═══ Extracted material ═══

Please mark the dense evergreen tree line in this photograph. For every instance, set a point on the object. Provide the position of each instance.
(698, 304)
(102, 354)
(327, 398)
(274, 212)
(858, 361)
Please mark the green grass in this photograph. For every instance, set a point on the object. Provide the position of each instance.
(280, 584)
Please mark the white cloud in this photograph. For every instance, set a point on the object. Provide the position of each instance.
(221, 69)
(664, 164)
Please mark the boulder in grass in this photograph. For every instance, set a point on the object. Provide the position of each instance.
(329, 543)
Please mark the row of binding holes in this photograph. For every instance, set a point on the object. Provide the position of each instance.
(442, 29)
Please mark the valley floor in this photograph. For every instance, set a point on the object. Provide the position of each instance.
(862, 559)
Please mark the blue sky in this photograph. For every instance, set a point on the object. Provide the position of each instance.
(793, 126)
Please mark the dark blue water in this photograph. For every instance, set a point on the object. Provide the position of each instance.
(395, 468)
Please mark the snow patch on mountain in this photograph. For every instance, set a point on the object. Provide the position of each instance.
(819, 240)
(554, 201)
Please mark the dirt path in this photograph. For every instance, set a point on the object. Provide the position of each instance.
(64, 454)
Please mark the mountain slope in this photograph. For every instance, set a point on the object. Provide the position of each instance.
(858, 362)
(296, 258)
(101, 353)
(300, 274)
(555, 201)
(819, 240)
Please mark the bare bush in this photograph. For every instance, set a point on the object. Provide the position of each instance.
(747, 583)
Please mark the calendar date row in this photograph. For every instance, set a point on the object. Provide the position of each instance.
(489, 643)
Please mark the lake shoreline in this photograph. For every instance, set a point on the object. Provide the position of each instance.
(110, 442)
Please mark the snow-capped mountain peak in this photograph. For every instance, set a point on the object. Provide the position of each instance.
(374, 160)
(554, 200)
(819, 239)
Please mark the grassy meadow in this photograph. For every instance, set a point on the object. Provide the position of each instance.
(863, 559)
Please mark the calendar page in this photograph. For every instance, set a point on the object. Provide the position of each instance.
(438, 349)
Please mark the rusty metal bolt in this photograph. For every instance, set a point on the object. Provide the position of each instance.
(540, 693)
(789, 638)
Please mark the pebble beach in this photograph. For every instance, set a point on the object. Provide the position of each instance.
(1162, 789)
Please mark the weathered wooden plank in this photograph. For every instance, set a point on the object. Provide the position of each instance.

═══

● Activity
Output the full listing exactly as it stands.

● Response area
Please mark the dense evergreen tree line in this photograph. For every instance, set a point on the object. Provide the position of each instance.
(698, 304)
(102, 354)
(327, 398)
(274, 212)
(858, 361)
Please mark the green grass in this photograph. For every instance, set a point on the object. Provide the position of each instance.
(280, 584)
Please mark the white cloud in this photograph. For every instance, set a point on the object. Provide the position of each instance.
(221, 69)
(664, 164)
Please mark the boulder in grass in this photograph. For every instance, set a point on the object. Provide the position of each instance.
(329, 543)
Please mark the row of binding holes in this photograph. For every instance, set a point on the object. Provide the position of each instance.
(442, 29)
Please mark the valley floor in this photograph. For every instance, set a point on the object. Provide the position of each instance.
(862, 559)
Please mark the blue sky in this photograph. For every instance, set a point on the object. Provide the position of each instance.
(793, 126)
Please mark the dark blue water in this photograph. For every instance, set a point on the object. Provide the position of each instance.
(395, 468)
Please mark the snow patch on mountain in this photograph. For every instance, set a point on the object. Provide the position of each instance.
(819, 240)
(554, 201)
Please mark the dirt path in this photograph. For every instance, set a point on the object. Provide the position of each instance.
(64, 454)
Please mark the mountain slope in this photograph. For every instance, set a point on the object. Provide the position of each instance.
(858, 362)
(296, 258)
(101, 353)
(300, 274)
(555, 201)
(819, 240)
Please mark the bare bush in this photograph. For every instance, set a point on the object. Provide the position of each instance.
(747, 583)
Please mark the calendar date row in this photograph. For every instance, set a point on the object. Provide the position of each instance.
(489, 643)
Please mark the lake shoreline in this photograph. For every instance, set a point on the object. Provide the position of each instance.
(110, 442)
Please mark the snow-capped mountain peak in this photograph. For every instance, set a point on the object. Provide the position of each instance.
(374, 160)
(554, 200)
(819, 239)
Please mark the grassy meadow in this photograph. For every instance, set a point on the object. Provide the position of each instance.
(863, 559)
Please mark the calendar page in this photograph. For every instance, set a point on the object. Provide the position of each instance.
(438, 349)
Please mark the rusty metal bolt in this photograph. For every instance, set a point on the object. Provide the position of each instance.
(540, 693)
(789, 638)
Please mark the pebble beach in this photograph. For every instance, set a point on the object. Provide the position of each instance.
(1162, 789)
Please mark the weathered wooden plank in this photograph. For every instance, set a point on the object. Provide the position of each instance.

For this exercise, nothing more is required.